__WHAT IS EXPECTED__.
Everything in the listing should be restated word for word.

__PROVIDED ENTRIES__.
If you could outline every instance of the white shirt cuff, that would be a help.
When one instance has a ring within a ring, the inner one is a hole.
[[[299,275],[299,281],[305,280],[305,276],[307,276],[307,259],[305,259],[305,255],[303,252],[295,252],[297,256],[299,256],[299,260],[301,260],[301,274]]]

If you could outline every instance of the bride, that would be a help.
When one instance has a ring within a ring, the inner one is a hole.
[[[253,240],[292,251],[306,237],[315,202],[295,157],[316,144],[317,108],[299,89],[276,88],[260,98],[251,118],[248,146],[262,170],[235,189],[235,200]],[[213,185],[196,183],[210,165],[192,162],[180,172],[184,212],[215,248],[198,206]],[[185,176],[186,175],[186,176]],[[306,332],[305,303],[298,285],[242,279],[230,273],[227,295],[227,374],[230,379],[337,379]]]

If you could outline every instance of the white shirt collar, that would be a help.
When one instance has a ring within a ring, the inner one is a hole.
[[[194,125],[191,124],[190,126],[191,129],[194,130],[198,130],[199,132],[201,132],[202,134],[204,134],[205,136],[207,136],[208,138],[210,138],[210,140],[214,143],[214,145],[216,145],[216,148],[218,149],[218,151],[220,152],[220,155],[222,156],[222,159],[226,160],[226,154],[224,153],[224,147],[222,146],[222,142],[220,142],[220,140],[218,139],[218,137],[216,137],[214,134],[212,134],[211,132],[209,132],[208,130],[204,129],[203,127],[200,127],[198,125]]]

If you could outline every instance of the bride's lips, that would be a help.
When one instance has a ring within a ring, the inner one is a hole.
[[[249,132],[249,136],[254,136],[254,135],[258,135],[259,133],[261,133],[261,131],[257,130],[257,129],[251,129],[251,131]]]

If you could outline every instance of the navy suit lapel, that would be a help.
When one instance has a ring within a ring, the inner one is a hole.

__RESPONSE TO THE TASK__.
If you could outline every instance of the white shirt cuff, that would be a help.
When one instance has a ring within a ring, the inner one is a hole.
[[[299,275],[299,281],[305,280],[305,276],[307,276],[307,259],[305,259],[305,255],[303,252],[295,252],[297,256],[299,256],[299,260],[301,260],[301,274]]]

If you could outline every instance of the bride, that would be a help.
When one instance has a ring within a ring, the inner one is a hole.
[[[253,240],[292,251],[306,237],[315,202],[295,157],[316,144],[317,108],[299,89],[276,88],[260,98],[251,118],[248,146],[262,170],[235,189],[235,200]],[[213,185],[196,183],[210,165],[192,162],[180,172],[184,212],[215,248],[198,206]],[[185,176],[186,175],[186,176]],[[306,332],[305,303],[298,285],[242,279],[230,273],[227,295],[227,374],[230,379],[337,379]]]

If you could outline every instance of the white shirt collar, that would be a help.
When one instance has a ring within a ring, the inner one is a hole.
[[[194,125],[191,124],[190,126],[191,129],[194,130],[198,130],[199,132],[201,132],[202,134],[204,134],[205,136],[207,136],[208,138],[210,138],[210,140],[214,143],[214,145],[216,145],[216,148],[218,149],[218,151],[220,152],[220,155],[222,156],[222,159],[226,160],[226,154],[224,153],[224,147],[222,146],[222,142],[220,142],[220,140],[218,139],[218,137],[216,137],[214,134],[212,134],[211,132],[209,132],[208,130],[204,129],[203,127],[200,127],[198,125]]]

If you could outline every instance of the bride's lips, that would be a help.
When one instance has a ring within a ring, the inner one is a hole.
[[[249,132],[249,136],[254,136],[254,135],[258,135],[259,133],[261,133],[261,131],[257,130],[257,129],[251,129],[251,131]]]

If you could outline every instance of the navy suit lapel, that would be a help.
When one instance has a ring within a ring, the inner one is a hole.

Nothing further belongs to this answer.